* **PAGE EXCERPT**:
Figure 2. A simple plan for breakdown, sterilization, and redeployment
Click here to enlarge image3 Hub-and-spoke
The sterilization and resupply area is the clinical hub of your production terminal. Think Federal Express! Make sure this area is centrally located and fully equipped both for sterilization and restocking the entire facility. If you are creating an office with fewer than 10 treatment areas, don't even consider multiple sterilization locations – centralize it! Also, don?t waste money on a pre-fabricated "sterilization center." These centers are too compact for most offices that do not employ a full-time sterilization assistant, and do not provide a good cost-to-benefit ratio.
While there is no magic to creating an optimal design, the details of your sterilization area are crucial. Frequently, doctors are sold sterilizing equipment that is faster and supposedly more efficient. The concept of rate-limiting steps has rarely been studied in dentistry. Simply stated, any given process will flow no more quickly than its slowest step will allow.
In a busy office that is properly staffed for efficiency, the rate-limiting step in sterilization is how often a clinical staff member is able to move the sterilization technology cycle along, not how fast each individual piece of equipment functions. Therefore, the fastest equipment is rarely quicker in achieving its actual objective of returning instruments back to treatment than a well-organized, high-flow stericenter. While we certainly are not advocating slow equipment, a proper layout, ease of use, and durability should be your primary keys to stericenter purchasing decisions. (Bottom left, Figure 2.)
4 Inventory is easy
Centralize all of your storage – not just your bulk purchases. Consolidate your active storage for rapid room resupply as well. This aspect of your design should not be an afterthought. We see far too many offices that are burdened with tens of thousands of dollars in supplies that are scattered throughout the office! This makes purchasing control and stock rotation impossible. It also inhibits the adoption of new generations of products, and allows product outdates to occur.

* **ENTRIES SUPPLIED**:

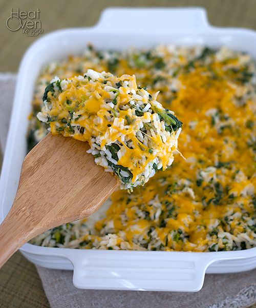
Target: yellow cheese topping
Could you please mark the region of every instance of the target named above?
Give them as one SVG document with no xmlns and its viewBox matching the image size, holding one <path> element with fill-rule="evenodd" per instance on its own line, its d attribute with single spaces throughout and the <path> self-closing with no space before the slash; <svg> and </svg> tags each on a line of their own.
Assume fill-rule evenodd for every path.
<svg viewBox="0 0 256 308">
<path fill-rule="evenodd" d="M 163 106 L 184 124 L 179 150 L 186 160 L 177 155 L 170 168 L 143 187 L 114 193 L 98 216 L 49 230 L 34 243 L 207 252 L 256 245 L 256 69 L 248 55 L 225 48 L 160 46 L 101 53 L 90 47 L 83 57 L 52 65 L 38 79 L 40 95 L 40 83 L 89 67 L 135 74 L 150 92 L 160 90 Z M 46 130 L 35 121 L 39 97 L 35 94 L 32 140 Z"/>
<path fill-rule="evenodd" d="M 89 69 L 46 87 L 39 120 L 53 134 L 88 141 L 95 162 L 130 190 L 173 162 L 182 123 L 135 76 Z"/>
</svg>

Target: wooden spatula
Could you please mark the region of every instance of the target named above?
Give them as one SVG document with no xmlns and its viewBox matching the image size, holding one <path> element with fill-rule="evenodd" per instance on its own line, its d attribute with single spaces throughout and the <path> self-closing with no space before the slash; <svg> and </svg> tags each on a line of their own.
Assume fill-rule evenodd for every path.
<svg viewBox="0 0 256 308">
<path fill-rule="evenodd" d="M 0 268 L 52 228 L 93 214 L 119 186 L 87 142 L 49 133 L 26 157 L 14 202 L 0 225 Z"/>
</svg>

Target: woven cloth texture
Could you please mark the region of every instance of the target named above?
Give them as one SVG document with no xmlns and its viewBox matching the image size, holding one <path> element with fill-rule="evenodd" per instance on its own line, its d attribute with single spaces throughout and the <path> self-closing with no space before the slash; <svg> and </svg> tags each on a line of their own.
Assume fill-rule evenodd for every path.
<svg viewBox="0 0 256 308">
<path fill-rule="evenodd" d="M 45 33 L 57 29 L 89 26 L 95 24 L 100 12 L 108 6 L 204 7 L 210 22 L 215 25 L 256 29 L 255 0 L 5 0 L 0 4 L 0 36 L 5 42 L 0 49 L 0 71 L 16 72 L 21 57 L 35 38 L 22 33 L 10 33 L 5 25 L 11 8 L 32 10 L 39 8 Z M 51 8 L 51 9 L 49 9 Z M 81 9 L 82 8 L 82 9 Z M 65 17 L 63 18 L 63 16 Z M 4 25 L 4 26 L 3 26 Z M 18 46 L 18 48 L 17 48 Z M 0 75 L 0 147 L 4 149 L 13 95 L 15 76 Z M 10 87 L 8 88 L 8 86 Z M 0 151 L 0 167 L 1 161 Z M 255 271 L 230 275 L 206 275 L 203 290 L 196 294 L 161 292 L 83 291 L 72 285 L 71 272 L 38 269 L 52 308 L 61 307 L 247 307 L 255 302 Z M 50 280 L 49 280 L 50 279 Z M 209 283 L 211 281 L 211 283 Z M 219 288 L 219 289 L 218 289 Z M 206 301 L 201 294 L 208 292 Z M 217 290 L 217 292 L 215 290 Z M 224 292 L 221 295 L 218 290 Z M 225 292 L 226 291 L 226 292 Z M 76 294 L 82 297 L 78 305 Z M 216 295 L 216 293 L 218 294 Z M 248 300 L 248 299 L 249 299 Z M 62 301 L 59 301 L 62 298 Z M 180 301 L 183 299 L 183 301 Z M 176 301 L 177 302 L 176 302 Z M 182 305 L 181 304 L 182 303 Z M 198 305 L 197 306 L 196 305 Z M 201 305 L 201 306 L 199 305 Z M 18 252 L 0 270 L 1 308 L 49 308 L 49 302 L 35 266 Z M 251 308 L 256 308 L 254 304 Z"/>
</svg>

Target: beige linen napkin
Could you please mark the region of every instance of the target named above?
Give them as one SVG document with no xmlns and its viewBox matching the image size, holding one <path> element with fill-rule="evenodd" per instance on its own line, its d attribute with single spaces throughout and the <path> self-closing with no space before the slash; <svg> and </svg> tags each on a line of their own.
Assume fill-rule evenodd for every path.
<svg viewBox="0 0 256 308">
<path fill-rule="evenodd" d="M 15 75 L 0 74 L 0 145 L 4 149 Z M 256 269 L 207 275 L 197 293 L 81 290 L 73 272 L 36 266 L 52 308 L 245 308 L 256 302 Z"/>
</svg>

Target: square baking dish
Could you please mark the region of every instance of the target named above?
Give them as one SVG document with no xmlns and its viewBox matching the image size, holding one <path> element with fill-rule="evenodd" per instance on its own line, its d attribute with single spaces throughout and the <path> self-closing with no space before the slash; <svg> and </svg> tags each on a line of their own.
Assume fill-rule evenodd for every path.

* **TASKS AND EXERCISES**:
**A.** Answer these questions from the passage on sterilization and storage:
(i) Below how many treatment areas should an office not consider multiple sterilization locations?
(ii) What three things should be the primary keys to stericenter purchasing decisions?
(iii) What two things do supplies scattered throughout the office make impossible?
**B.** From the passage on sterilization and storage, return the part starting at "4 Inventory is" and ending at "outdates to occur.", copied word for word.
Answer from the text alone, not from the listing.

* **YOUR RESPONSES**:
**A.**
(i) Fewer than 10 treatment areas.
(ii) A proper layout, ease of use, and durability.
(iii) Purchasing control and stock rotation.

**B.**
4 Inventory is easy
Centralize all of your storage – not just your bulk purchases. Consolidate your active storage for rapid room resupply as well. This aspect of your design should not be an afterthought. We see far too many offices that are burdened with tens of thousands of dollars in supplies that are scattered throughout the office! This makes purchasing control and stock rotation impossible. It also inhibits the adoption of new generations of products, and allows product outdates to occur.